◆ Consigna a ◆
Traduce al inglés esta oración del fragmento sobre el tobogán: «El niño no llora, parece feliz.»
::: Fragmento del texto
Pedaleando

Desde el banco donde estoy sentado veo la zona de juegos donde padres e hijos pasan parte de la mañana del sábado. Me fijo en el tobogán. La mayoría de los niños que se sube a él ha superado la primera fase, aquella en que subían ordenadamente por las escaleras y se deslizaban con precaución apoyándose en los pasamanos. Aburridos del trato convencional que le daban al tobogán, ahora experimentan nuevos usos, más creativos. Es decir, hacen el bestia de todas las formas posibles: se pelean por alcanzar las escaleras, suben de pie por la rampa, se tiran de cabeza, utilizan a otro niño de alfombra deslizante… “Os vais a hacer daño”, les advierten algunos padres mientras miran en el móvil.

Me llama la atención un niño de unos tres años. A diferencia de los otros de su edad que esperan a que la manada se desfogue o se mate para subirse ellos al tobogán, este niño se empecina en imitar a sus compañeros grandullones. Es admirable la voluntad que le pone, el esfuerzo que hace por estar a la altura de quienes sin duda son sus ídolos. Y a ellos parece gustarles la actitud del niño, pues no solo no le apartan sino que le animan en su aventura. Entonces, una de las veces en que el niño intenta bajar de rodillas por la rampa, agitando las manos como si festejara su hazaña, está a punto de darse de bruces con el suelo.

Es uno de los chavales mayores quien informa al padre del niño, también absorto en la pantalla de su móvil, de que su hijo se ha caído. El padre mira hacia el punto que el chico está señalando, picotea aún unas cuantas veces con el dedo en el móvil, se lo guarda en el bolsillo y corre en ayuda de su hijo. Lo levanta del suelo y empieza a limpiarle el polvo con más ímpetu del que es necesario. El niño no llora, parece feliz. Hasta que su padre dice: “Se acabó, ya no hay más tobogán”. Entonces el niño se pone a berrear. Quiere subirse al tobogán, quiere subirse al tobogán, quiere subirse al tobogán… El padre tira del niño para alejarlo de allí, pero el niño tiene uno de esos llantos irritantes, que taladra los oídos y que cual sirena de ambulancia nos advierte de que para él es una cuestión de supervivencia volver al tobogán. Al final, para satisfacción de todos los habitantes del parque, el padre cede: “Vale, pero tírate con cuidado”. Y el niño, que ya ha experimentado la atracción del riesgo, de la aventura, protesta con un llanto ahora entrecortado: “Con cuidado no, con cuidado no…”.
::::::
::: Material del ejercicio
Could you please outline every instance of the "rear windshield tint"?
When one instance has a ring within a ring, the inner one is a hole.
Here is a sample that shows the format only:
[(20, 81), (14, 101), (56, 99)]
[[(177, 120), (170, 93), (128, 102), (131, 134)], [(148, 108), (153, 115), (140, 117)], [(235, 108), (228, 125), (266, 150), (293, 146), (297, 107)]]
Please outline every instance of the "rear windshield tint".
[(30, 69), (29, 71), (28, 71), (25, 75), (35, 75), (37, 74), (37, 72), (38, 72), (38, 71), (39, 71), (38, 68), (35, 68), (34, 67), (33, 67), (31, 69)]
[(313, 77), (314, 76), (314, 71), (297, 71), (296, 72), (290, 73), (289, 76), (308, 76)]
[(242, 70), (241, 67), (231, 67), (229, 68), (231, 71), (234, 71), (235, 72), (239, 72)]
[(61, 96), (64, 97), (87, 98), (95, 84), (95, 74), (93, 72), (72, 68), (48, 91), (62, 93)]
::::::
◆ Consigna b ◆
Filtra el listado y copia todas las líneas en las que aparezca la palabra "instance".

◆ Respuesta correcta a ◆
The child doesn't cry; he seems happy.

◆ Respuesta correcta b ◆
Could you please outline every instance of the "rear windshield tint"?
When one instance has a ring within a ring, the inner one is a hole.
Please outline every instance of the "rear windshield tint".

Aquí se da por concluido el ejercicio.